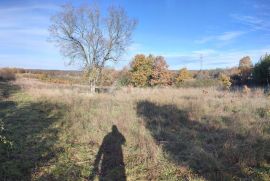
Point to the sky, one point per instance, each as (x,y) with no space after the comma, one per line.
(220,31)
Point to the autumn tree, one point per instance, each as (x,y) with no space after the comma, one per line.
(141,70)
(90,39)
(245,68)
(262,70)
(160,74)
(225,81)
(182,76)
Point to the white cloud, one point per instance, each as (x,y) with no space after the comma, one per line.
(253,22)
(226,36)
(213,58)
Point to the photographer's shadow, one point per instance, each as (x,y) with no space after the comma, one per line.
(109,164)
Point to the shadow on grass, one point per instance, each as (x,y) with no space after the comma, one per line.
(213,153)
(28,135)
(110,156)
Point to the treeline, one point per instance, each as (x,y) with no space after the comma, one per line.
(151,71)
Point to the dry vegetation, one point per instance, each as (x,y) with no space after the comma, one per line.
(171,134)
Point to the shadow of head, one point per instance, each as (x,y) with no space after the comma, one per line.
(214,153)
(109,162)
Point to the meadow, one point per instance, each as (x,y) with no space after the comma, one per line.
(54,132)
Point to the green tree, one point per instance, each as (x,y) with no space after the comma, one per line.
(261,70)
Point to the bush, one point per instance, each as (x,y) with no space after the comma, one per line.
(225,80)
(182,76)
(7,74)
(261,70)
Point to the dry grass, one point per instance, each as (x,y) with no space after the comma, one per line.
(171,134)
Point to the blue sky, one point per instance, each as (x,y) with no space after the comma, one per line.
(222,31)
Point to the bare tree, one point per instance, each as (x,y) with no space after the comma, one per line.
(87,38)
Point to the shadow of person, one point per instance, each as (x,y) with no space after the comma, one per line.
(110,155)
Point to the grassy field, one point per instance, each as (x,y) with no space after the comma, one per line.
(51,132)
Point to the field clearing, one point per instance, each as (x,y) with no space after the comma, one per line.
(54,132)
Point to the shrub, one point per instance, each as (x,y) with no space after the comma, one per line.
(225,80)
(245,69)
(182,76)
(7,74)
(124,78)
(262,70)
(160,74)
(141,70)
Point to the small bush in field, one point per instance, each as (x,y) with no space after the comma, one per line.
(182,76)
(246,90)
(225,80)
(7,74)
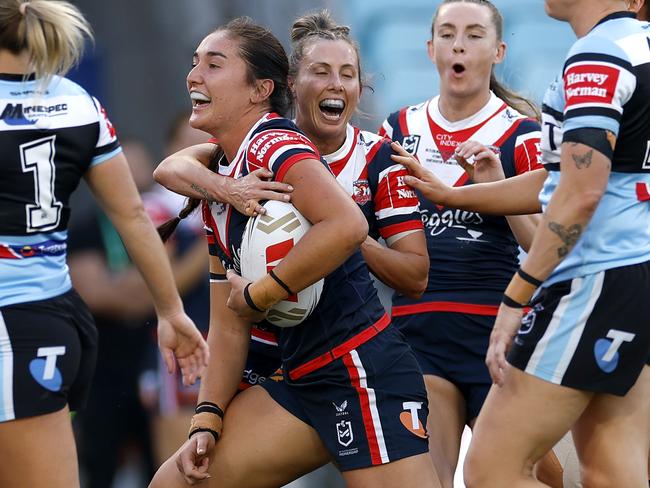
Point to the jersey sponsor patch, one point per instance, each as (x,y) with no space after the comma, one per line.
(590,83)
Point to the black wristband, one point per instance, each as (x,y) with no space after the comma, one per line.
(214,433)
(281,283)
(506,300)
(249,300)
(210,408)
(529,279)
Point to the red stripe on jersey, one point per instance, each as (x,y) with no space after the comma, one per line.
(392,230)
(589,84)
(527,156)
(290,161)
(337,166)
(402,122)
(469,308)
(366,414)
(264,335)
(643,191)
(372,153)
(340,350)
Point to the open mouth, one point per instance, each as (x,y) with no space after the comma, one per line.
(199,99)
(332,108)
(458,68)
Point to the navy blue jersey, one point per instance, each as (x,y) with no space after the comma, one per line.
(49,137)
(363,167)
(348,305)
(473,256)
(605,84)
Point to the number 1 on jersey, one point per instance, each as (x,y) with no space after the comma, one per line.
(38,157)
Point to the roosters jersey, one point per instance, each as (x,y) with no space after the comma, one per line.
(473,256)
(348,305)
(605,84)
(363,167)
(49,137)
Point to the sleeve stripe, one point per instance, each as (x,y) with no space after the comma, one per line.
(594,111)
(556,114)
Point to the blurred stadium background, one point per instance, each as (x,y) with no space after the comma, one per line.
(143,50)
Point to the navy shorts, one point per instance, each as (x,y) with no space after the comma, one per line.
(369,406)
(590,333)
(48,351)
(452,346)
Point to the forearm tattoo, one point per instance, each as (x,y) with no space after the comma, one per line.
(204,193)
(569,236)
(583,161)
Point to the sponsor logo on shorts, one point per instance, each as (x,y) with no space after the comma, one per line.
(606,350)
(410,419)
(341,410)
(344,433)
(44,369)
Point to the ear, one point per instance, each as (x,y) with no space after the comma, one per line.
(262,91)
(431,51)
(500,53)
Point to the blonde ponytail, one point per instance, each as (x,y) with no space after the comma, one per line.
(52,32)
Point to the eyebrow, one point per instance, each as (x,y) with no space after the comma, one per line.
(471,26)
(211,54)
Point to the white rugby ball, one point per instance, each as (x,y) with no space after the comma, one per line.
(267,240)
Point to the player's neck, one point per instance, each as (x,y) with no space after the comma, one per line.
(15,64)
(230,139)
(455,108)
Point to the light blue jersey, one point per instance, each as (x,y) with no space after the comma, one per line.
(605,84)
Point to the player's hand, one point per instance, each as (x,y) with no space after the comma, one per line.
(246,193)
(505,328)
(178,337)
(236,301)
(486,165)
(420,178)
(193,458)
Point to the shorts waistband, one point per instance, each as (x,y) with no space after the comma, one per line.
(22,251)
(340,350)
(457,307)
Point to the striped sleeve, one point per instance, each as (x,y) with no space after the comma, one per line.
(107,142)
(527,149)
(278,150)
(598,81)
(396,205)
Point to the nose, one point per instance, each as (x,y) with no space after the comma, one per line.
(335,82)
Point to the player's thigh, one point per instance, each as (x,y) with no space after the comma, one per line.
(518,424)
(262,445)
(411,472)
(613,436)
(445,425)
(38,452)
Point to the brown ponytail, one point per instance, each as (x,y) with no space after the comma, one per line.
(167,229)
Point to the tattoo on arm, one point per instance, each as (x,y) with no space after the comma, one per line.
(204,193)
(583,161)
(569,236)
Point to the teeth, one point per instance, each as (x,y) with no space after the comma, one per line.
(199,97)
(333,103)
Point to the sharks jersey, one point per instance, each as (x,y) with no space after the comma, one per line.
(473,256)
(605,84)
(348,307)
(363,167)
(49,137)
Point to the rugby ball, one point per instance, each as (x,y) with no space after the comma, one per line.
(267,240)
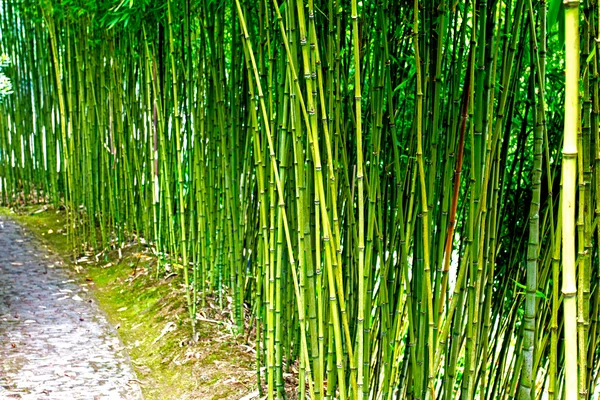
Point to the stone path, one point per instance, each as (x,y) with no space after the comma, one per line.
(54,341)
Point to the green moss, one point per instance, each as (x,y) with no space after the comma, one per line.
(153,321)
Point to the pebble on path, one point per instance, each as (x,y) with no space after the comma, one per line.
(55,343)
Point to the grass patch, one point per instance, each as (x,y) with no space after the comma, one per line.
(152,319)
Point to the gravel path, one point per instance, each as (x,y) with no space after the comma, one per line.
(54,341)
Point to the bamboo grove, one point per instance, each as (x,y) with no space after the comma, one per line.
(397,200)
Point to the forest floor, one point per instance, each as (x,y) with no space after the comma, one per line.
(152,318)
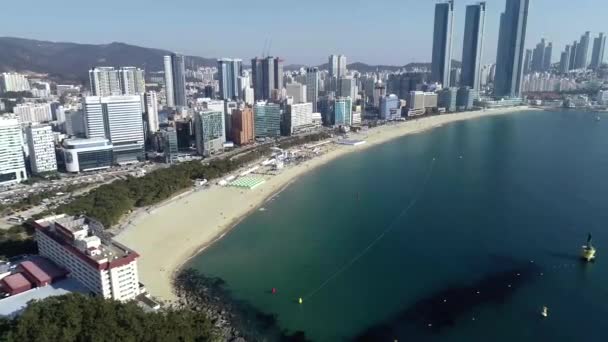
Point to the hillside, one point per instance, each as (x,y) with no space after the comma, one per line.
(71,61)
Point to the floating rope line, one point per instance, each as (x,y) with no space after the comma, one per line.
(352,261)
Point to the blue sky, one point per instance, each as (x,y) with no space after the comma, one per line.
(303,32)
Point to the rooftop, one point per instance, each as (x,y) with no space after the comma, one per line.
(14,305)
(87,238)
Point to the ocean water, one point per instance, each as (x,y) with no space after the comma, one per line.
(461,233)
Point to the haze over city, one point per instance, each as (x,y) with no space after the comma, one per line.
(390,32)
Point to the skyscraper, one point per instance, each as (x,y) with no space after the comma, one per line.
(510,53)
(442,43)
(472,48)
(12,166)
(564,61)
(229,71)
(267,76)
(169,81)
(132,81)
(573,51)
(582,50)
(547,57)
(41,145)
(312,87)
(528,61)
(538,56)
(104,81)
(118,119)
(175,80)
(597,55)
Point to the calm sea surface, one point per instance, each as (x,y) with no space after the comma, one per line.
(389,244)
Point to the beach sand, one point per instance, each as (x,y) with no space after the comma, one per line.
(170,234)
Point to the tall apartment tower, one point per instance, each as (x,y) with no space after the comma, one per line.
(118,119)
(510,54)
(41,145)
(169,81)
(151,110)
(104,81)
(267,76)
(582,50)
(132,81)
(442,43)
(472,48)
(175,80)
(597,55)
(12,166)
(229,71)
(564,61)
(312,87)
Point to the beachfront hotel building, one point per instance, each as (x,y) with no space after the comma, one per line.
(79,245)
(267,119)
(242,126)
(209,132)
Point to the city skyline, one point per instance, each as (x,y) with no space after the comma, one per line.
(286,37)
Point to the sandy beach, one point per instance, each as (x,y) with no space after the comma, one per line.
(169,234)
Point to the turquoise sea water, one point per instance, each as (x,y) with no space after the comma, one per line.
(493,232)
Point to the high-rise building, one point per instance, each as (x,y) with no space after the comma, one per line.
(343,111)
(573,52)
(528,61)
(168,64)
(538,56)
(267,119)
(209,132)
(13,82)
(547,57)
(41,145)
(267,75)
(582,50)
(597,55)
(229,71)
(104,81)
(472,49)
(312,87)
(510,53)
(12,166)
(297,117)
(118,119)
(80,245)
(151,110)
(390,107)
(337,66)
(170,147)
(175,80)
(33,112)
(442,43)
(242,126)
(564,61)
(132,81)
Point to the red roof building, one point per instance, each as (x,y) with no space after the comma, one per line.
(15,284)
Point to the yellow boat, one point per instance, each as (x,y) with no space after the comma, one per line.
(588,252)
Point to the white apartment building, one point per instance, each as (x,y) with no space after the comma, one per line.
(13,82)
(297,91)
(33,112)
(299,116)
(12,166)
(132,81)
(104,81)
(117,118)
(41,145)
(151,106)
(101,264)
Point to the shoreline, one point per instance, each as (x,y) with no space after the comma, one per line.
(167,238)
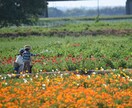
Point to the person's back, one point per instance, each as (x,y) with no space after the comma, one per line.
(18,64)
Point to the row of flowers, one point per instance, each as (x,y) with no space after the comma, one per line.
(66,90)
(67,63)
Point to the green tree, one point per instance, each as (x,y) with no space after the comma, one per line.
(17,12)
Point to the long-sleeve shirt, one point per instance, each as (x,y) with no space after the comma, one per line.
(27,55)
(19,60)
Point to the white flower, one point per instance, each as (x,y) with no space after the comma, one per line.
(88,76)
(43,85)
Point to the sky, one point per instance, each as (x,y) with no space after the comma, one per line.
(87,3)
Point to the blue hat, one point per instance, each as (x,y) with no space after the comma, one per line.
(21,50)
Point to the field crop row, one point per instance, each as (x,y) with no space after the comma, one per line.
(69,53)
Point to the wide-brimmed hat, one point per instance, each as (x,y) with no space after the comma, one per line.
(27,47)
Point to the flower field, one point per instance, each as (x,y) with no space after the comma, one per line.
(66,90)
(70,59)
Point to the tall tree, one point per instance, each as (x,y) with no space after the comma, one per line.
(17,12)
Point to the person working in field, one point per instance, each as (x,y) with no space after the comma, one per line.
(27,59)
(19,64)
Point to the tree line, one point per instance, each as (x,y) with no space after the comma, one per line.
(107,11)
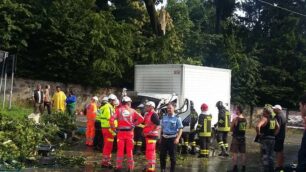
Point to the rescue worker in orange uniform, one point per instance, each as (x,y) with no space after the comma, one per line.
(107,111)
(127,119)
(151,133)
(91,111)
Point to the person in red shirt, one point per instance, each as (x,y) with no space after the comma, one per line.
(151,132)
(127,119)
(91,111)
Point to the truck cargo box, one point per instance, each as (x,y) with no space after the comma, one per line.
(197,83)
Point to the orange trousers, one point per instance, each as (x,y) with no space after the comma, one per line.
(90,132)
(108,146)
(125,140)
(151,154)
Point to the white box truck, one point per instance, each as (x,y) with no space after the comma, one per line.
(184,83)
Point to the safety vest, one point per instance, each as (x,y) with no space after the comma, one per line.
(205,130)
(106,111)
(91,111)
(126,117)
(239,129)
(268,130)
(150,129)
(223,121)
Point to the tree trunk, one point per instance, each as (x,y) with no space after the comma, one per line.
(218,15)
(150,5)
(251,116)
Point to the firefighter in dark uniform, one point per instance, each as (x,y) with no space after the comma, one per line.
(266,130)
(204,131)
(188,137)
(238,146)
(223,125)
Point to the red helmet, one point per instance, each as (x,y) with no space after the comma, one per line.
(204,107)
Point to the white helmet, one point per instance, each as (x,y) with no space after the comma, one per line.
(150,103)
(105,99)
(112,97)
(95,98)
(126,99)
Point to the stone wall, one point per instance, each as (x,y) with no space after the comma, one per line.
(23,91)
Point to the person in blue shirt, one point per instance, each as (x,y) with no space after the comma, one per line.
(172,129)
(302,152)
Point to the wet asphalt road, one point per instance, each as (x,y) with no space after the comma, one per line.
(187,163)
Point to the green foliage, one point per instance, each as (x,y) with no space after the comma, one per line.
(96,43)
(61,120)
(69,161)
(16,20)
(16,112)
(19,139)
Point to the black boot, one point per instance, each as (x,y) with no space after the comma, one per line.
(235,168)
(223,153)
(243,168)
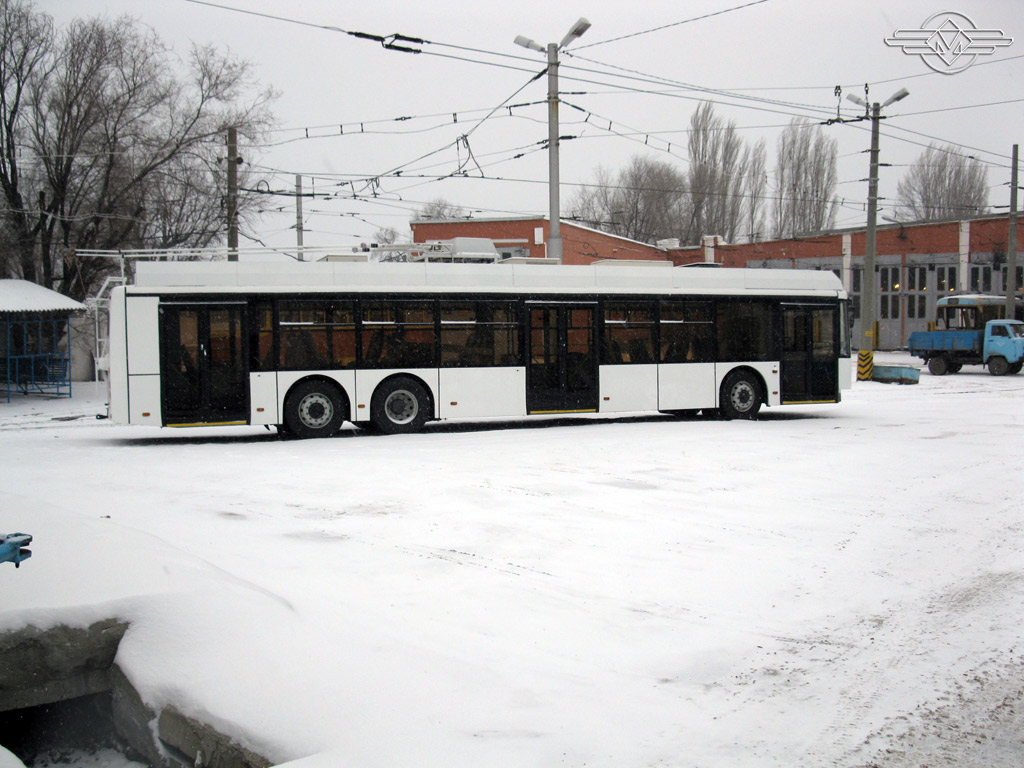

⁂

#### Task to complete
Count the lines of the records that contain the string "helmet", and reply with that number alone.

#### The reply
2